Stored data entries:

::::::::

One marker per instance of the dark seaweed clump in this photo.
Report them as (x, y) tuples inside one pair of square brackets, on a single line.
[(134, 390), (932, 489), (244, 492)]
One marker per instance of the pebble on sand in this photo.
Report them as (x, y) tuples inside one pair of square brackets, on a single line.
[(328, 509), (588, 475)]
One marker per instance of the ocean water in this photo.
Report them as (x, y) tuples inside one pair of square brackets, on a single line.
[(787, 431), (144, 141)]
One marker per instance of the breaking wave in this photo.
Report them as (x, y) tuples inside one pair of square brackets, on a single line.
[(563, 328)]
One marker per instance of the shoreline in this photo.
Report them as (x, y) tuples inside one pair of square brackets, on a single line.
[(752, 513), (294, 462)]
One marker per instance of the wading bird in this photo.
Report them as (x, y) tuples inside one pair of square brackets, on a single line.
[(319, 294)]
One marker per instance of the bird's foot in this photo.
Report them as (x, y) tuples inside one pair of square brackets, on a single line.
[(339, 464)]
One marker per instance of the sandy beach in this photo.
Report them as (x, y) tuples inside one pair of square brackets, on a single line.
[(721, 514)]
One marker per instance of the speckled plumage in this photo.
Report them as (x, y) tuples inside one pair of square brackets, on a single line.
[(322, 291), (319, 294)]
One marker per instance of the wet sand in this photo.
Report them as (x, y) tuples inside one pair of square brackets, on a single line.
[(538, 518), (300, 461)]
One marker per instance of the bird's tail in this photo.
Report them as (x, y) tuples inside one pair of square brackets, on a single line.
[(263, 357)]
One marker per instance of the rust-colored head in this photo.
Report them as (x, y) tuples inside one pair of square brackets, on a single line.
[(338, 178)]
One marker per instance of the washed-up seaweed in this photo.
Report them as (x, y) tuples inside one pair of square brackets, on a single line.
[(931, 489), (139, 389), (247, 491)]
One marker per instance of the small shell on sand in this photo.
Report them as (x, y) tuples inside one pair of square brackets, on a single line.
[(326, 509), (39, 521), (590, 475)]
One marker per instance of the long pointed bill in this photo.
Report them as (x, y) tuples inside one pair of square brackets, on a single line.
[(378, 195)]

::::::::

What you will do: Exactly as they appear above, output the lines of the data from the first through the one that contains "One marker per instance of the ocean", and only those lines.

Result for this task:
One marker per instance of the dark seaweed clump in this photo.
Report them as (x, y) tuples inside one pair of square brackets, on a single line.
[(134, 390), (932, 489), (244, 492)]
One marker per instance of the pebble on sand in this photo.
Report them as (x, y) tuples inside one pair of square brackets, on a single line.
[(328, 509), (588, 475)]
One marker per instance of the ocean water in this photo.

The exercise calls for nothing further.